* Work order: A verbatim copy of the full data, with no pictures, is the expected answer.

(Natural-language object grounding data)
┄┄┄┄┄┄┄┄┄┄

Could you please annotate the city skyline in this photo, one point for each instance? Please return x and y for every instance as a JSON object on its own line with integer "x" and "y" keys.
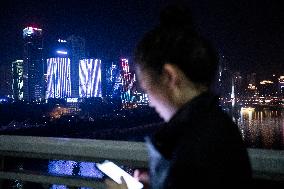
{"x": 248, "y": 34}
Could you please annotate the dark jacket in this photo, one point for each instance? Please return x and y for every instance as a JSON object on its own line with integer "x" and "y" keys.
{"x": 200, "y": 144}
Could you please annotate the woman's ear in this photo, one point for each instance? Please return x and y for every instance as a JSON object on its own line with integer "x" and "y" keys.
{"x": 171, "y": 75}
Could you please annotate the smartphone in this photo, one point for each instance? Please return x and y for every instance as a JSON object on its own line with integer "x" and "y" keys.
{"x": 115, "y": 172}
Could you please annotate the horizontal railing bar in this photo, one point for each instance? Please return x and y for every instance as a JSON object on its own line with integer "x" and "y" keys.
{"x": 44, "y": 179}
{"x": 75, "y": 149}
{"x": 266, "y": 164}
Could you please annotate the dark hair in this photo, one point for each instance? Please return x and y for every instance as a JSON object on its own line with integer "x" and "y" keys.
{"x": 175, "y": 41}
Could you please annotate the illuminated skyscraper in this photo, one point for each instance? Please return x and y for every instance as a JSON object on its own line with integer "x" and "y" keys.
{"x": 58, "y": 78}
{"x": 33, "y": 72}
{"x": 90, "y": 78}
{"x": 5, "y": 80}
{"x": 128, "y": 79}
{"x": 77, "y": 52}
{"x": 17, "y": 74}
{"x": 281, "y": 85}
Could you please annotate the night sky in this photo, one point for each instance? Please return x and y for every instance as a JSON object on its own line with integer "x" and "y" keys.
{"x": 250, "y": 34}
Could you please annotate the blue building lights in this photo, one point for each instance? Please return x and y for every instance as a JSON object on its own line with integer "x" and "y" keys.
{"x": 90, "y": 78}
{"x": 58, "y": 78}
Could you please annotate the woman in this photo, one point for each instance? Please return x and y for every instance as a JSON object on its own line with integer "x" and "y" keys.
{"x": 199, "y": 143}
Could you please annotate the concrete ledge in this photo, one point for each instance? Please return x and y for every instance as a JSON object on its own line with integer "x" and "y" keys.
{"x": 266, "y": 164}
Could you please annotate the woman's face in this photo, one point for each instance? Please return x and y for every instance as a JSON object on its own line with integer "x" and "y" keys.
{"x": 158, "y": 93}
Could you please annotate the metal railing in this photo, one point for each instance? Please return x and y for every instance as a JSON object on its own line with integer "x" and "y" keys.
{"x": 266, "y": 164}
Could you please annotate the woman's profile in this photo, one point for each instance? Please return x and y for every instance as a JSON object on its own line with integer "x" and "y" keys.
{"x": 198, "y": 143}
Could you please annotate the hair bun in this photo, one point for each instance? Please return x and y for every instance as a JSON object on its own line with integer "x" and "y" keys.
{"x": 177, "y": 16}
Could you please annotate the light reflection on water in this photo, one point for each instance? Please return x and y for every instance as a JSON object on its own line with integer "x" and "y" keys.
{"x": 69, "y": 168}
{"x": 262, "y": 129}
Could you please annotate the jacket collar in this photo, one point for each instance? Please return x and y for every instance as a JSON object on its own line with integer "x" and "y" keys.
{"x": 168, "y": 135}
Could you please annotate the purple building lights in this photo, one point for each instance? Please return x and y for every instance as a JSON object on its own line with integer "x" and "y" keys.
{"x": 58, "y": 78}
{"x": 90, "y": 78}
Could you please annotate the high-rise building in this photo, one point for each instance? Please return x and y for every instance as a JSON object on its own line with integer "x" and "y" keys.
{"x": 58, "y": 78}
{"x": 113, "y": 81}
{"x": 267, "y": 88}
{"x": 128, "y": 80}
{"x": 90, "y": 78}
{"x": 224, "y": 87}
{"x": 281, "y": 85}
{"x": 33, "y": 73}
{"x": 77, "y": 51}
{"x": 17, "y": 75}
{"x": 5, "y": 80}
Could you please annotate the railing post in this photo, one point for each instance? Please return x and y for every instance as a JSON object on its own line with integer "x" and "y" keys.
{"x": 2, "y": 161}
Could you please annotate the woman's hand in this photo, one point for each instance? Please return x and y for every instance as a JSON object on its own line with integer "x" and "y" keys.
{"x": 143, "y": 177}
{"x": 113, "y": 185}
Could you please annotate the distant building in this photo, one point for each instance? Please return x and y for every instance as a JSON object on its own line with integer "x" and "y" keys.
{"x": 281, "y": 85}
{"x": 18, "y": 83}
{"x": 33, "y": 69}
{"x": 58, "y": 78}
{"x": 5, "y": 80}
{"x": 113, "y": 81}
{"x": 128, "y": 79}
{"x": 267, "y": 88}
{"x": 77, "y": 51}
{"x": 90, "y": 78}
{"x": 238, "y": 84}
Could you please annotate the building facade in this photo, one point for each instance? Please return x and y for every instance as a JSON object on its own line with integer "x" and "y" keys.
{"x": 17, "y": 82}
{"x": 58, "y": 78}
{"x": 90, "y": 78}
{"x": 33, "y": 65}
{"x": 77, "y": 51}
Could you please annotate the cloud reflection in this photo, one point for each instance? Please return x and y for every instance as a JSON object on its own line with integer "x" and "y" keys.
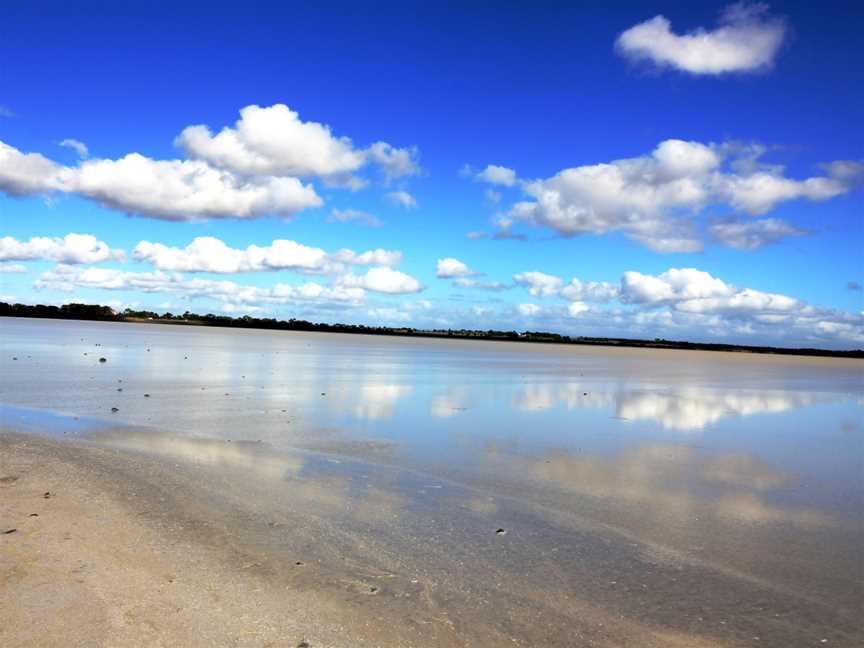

┄┄┄┄┄┄┄┄┄┄

* Answer to the exercise:
Could you please annotate the city skyline in this photo, one point for each instance? Please return x and y for every instance as a JSON object on its own line with integer "x" and "y" keys.
{"x": 248, "y": 34}
Could you please annotate the dark jacket in this photo, one point for each instance? Please return x and y for every instance as a JSON object on its own line with integer "x" and "y" keys.
{"x": 200, "y": 144}
Could you please annotate the woman's ear in this photo, one point for each instance? Please return x and y for every instance as a JSON object on its own line with integer "x" and "y" keys.
{"x": 171, "y": 75}
Could you please annotate the smartphone in this photo, one point for each instance? Please return x and y for every instance as a JSON object on its own line with integer "x" and "y" keys.
{"x": 115, "y": 172}
Could you please annotate the horizontal railing bar in this photo, one point for each instance? Please return x and y for every instance as a JSON object on its own line with integer "x" and "y" keys.
{"x": 44, "y": 179}
{"x": 75, "y": 149}
{"x": 266, "y": 164}
Could you please annotate the dark hair in this photo, one point for each instance? Please return x and y for every instance as a JSON object on its own line with integer "x" and "y" keys.
{"x": 175, "y": 41}
Could you please annotate the illuminated skyscraper in this photo, one point for each instance? Please return x and y for every instance as a JSON object on its own line with integer "x" and "y" keys.
{"x": 58, "y": 78}
{"x": 33, "y": 72}
{"x": 90, "y": 78}
{"x": 5, "y": 80}
{"x": 128, "y": 79}
{"x": 77, "y": 52}
{"x": 17, "y": 74}
{"x": 281, "y": 85}
Could you please annotate the night sky in this photo, one point for each instance? Please return x and y for every instance as a JSON object on its own line with integer "x" and "y" keys.
{"x": 250, "y": 34}
Could you please annotate the blue building lights in this photo, one point for each instance? Please return x and y for every instance as a JSON object on its own line with integer "x" and "y" keys.
{"x": 90, "y": 78}
{"x": 58, "y": 78}
Could you please annotate the woman in this photo, one point for each instance? Please return x and y for every instance as a JSON object on its own line with integer "x" and "y" keys.
{"x": 199, "y": 143}
Could you please annotate the concrete ledge in this photo, one point for each instance? Please return x and y for every instance as a JSON object on its own line with integer "x" and "y" keys.
{"x": 266, "y": 164}
Could you please annotate the woman's face in this photo, one point for each instance? Please return x and y for every instance as a JSON object on its own line with integer "x" and "y" keys.
{"x": 158, "y": 93}
Could you please annotate the metal railing in this photo, one point for each instance? Please return x and y for every instance as a JSON object on its own line with integer "x" and "y" keys.
{"x": 266, "y": 164}
Could you please annotate the woman's profile in this photo, one point for each instance? Please return x and y for every instance as a JSON object on its own line with integer "x" and "y" keys.
{"x": 198, "y": 143}
Could you please annotate the hair bun in this photo, one point for each instance? Please return x and y for every instance as a JSON object on its own line with integer "x" and "y" keys.
{"x": 177, "y": 16}
Could you please annotate the light reflection on water in this photo, one point for each instance? Please return x and y for every instance as a JSON object on its own line with integer "x" and "y" keys.
{"x": 69, "y": 168}
{"x": 262, "y": 129}
Could you please annotate the jacket collar in this photo, one point for each instance? Please return x and y for every instance as a JSON object on its own line with integer "x" and "y" keys.
{"x": 168, "y": 135}
Could you please annotate the purple building lights in this photo, one point for each instance? Please return x and y for every instance as a JSON object on its own line with integer "x" and "y" keys.
{"x": 58, "y": 78}
{"x": 90, "y": 78}
Could you please annotate the high-rise building in this photo, one point for each instance? Please return x and y for every instance as a JSON object on its own line with integer "x" and "y" keys.
{"x": 58, "y": 78}
{"x": 113, "y": 81}
{"x": 267, "y": 88}
{"x": 128, "y": 80}
{"x": 90, "y": 78}
{"x": 224, "y": 87}
{"x": 281, "y": 85}
{"x": 33, "y": 73}
{"x": 77, "y": 51}
{"x": 17, "y": 75}
{"x": 5, "y": 80}
Could you please annotate the railing post in this photo, one point for each instance? Please return x and y for every instance as a JSON object on its own line with integer "x" and "y" keys.
{"x": 2, "y": 161}
Could you please annotate the woman's hand in this photo, one point for each instance? Please return x and y for every instance as a JSON object on its own line with integer "x" and "y" keys.
{"x": 143, "y": 177}
{"x": 113, "y": 185}
Could you please annotate the distant building in this photo, one point for each instance? Please return x and y for every instance as a JSON object on its own line with integer "x" and "y" keys.
{"x": 281, "y": 85}
{"x": 18, "y": 83}
{"x": 33, "y": 69}
{"x": 58, "y": 78}
{"x": 5, "y": 80}
{"x": 113, "y": 81}
{"x": 128, "y": 79}
{"x": 267, "y": 88}
{"x": 77, "y": 51}
{"x": 90, "y": 78}
{"x": 238, "y": 84}
Could you please annotate the building facade in this photo, one point for each instance? Please return x and y for every instance as a JSON object on its own line with integer "x" and "y" keys.
{"x": 17, "y": 82}
{"x": 58, "y": 78}
{"x": 90, "y": 78}
{"x": 33, "y": 65}
{"x": 77, "y": 51}
Could you please annotate the cloud reflection in this photo, one point for each instance? Please return x and y for every instance as a JSON object on its own line with integer "x" and "y" keys.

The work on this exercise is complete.